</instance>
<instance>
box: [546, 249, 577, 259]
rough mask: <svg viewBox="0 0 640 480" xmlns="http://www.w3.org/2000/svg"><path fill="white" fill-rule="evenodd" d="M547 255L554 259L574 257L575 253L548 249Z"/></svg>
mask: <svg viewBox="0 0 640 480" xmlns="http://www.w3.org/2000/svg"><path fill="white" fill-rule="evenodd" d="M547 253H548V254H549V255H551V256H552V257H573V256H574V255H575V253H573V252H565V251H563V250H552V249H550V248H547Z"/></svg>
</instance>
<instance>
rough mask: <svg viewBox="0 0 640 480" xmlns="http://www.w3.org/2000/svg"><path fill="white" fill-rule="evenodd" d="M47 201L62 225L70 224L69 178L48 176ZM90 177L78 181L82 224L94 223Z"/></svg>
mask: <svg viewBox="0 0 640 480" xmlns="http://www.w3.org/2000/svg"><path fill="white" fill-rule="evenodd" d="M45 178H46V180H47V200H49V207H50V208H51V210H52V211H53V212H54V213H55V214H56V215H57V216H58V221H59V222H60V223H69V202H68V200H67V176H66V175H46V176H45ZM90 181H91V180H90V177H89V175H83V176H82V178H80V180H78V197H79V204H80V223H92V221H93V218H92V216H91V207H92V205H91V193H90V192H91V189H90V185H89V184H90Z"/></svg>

- - - -

▸ Task brief
Rewrite the lines above as a numbered list, leaving out any blank lines.

▸ Result of this task
1. </instance>
2. <instance>
3. box: [546, 249, 577, 259]
4. rough mask: <svg viewBox="0 0 640 480" xmlns="http://www.w3.org/2000/svg"><path fill="white" fill-rule="evenodd" d="M547 255L554 259L574 257L575 253L548 249Z"/></svg>
5. mask: <svg viewBox="0 0 640 480" xmlns="http://www.w3.org/2000/svg"><path fill="white" fill-rule="evenodd" d="M547 253H548V254H549V255H551V256H552V257H573V256H574V255H575V253H573V252H565V251H563V250H552V249H550V248H547Z"/></svg>
6. </instance>
7. <instance>
8. rough mask: <svg viewBox="0 0 640 480" xmlns="http://www.w3.org/2000/svg"><path fill="white" fill-rule="evenodd" d="M47 201L62 225L70 224L69 178L48 176ZM90 177L78 181L82 224L94 223Z"/></svg>
9. mask: <svg viewBox="0 0 640 480" xmlns="http://www.w3.org/2000/svg"><path fill="white" fill-rule="evenodd" d="M45 178H46V180H47V200H49V207H50V208H51V210H52V211H53V212H54V213H55V214H56V215H57V216H58V221H59V222H60V223H69V202H68V200H67V176H66V175H46V176H45ZM90 181H91V180H90V177H89V175H83V176H82V178H80V180H78V197H79V204H80V223H92V221H93V218H92V216H91V207H92V205H91V193H90V192H91V189H90V185H89V184H90Z"/></svg>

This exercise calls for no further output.